§ **Excerpt**:
The Soybean Connection

Did the United States acquire the soybean from China by illicit means?

November 14, 2000

Did the United States acquire the soybean from China by illicit means?

Whoever spirited the handful of soybeans out of China and into the United States in 1804 could not have dreamed that in 1999 the U.S. soybean harvest would be worth $13 billion.

The soybean, which was originally domesticated by early farmers in central China some 5,000 years ago, came into its own during the last half century. The harvested area of soybeans in the United States eclipsed that of corn for the first time in 1999, moving into first place ahead of all other crops, according to recently released U.S. Department of Agriculture data. In value, the soybean is now second only to corn, which had a 1999 harvest worth $19 billion.

Soybeans have long surpassed wheat as a crop in both area and value. The United States today accounts for half of the global soybean harvest, dominating production on a scale that is unique among major crops. And China, which was once the leading soybean grower, now produces only one-tenth of the total harvest.

The United States is now also the leading exporter of soybeans, while China is a leading importer. Not surprisingly, nearly two-thirds of China’s 1998 soybean imports came from the United States. In per capita terms, the four billion kilograms of U.S. soybeans imported into China last year amounted to nearly three kilograms for each of the country’s 1.3 billion people.

Viewed against this dramatic size of the soybean, it is remarkable to note that, for nearly a century and a half, the soybean languished in the United States. It was grown largely as a garden novelty crop. But just before the middle of the 20th century, farmers began to expand production at an extraordinary rate. That expansion continues today.

§ **Exercises**:
**A.** Answer these questions using the soybean article.
(i) How long ago, and where, did early farmers first domesticate the soybean?
(ii) What share of the global soybean harvest does the United States account for today?
(iii) What was the 1999 U.S. corn harvest worth?
**B.** Update the soybean article from "The Soybean Connection" up to and including "worth $19 billion.", putting "surpassed" in place of "eclipsed".

§ **Stored dataset items**:
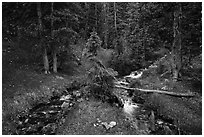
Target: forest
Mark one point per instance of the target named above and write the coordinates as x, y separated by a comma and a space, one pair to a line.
101, 68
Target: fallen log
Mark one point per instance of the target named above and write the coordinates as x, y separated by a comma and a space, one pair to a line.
157, 91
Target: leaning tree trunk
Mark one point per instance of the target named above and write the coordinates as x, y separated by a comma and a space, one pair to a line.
176, 48
54, 52
45, 57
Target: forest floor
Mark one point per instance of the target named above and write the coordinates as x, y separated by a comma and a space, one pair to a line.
20, 82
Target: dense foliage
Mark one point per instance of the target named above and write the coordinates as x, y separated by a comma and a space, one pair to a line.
134, 30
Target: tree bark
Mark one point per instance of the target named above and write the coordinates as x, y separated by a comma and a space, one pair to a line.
157, 91
105, 25
45, 57
115, 18
176, 48
53, 46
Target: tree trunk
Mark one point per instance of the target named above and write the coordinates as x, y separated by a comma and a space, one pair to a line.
115, 18
45, 57
105, 25
176, 49
86, 20
54, 54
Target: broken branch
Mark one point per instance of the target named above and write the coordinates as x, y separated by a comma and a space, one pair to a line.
156, 91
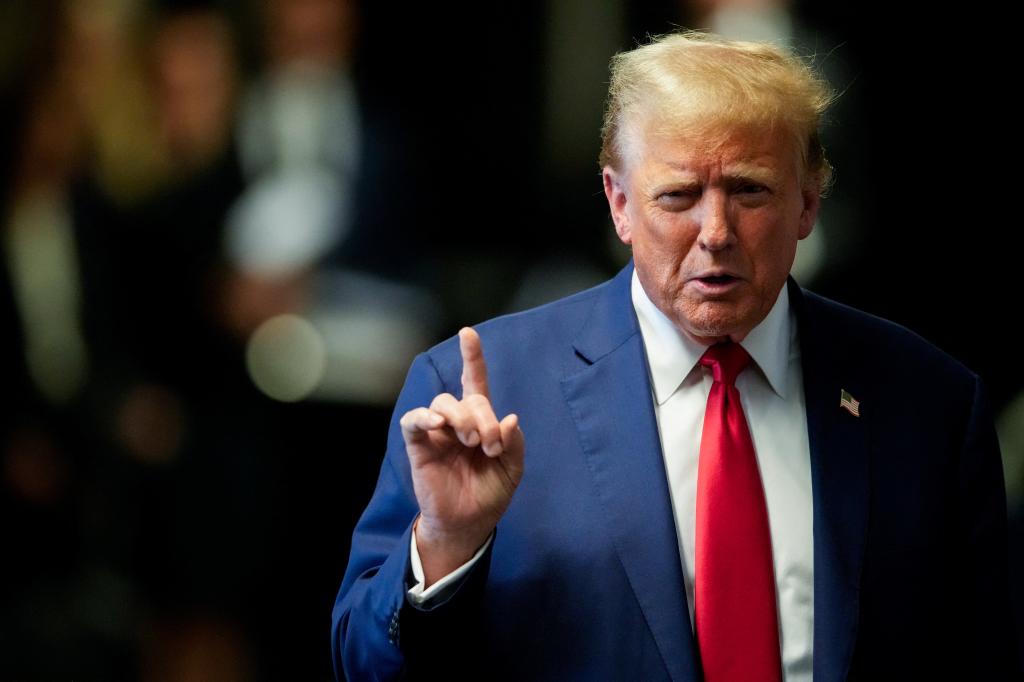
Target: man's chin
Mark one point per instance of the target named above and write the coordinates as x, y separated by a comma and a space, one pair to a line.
710, 324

§ **Outputs by task**:
**A.**
(i) Some 5,000 years ago, in central China.
(ii) Half.
(iii) $19 billion.

**B.**
The Soybean Connection

Did the United States acquire the soybean from China by illicit means?

November 14, 2000

Did the United States acquire the soybean from China by illicit means?

Whoever spirited the handful of soybeans out of China and into the United States in 1804 could not have dreamed that in 1999 the U.S. soybean harvest would be worth $13 billion.

The soybean, which was originally domesticated by early farmers in central China some 5,000 years ago, came into its own during the last half century. The harvested area of soybeans in the United States surpassed that of corn for the first time in 1999, moving into first place ahead of all other crops, according to recently released U.S. Department of Agriculture data. In value, the soybean is now second only to corn, which had a 1999 harvest worth $19 billion.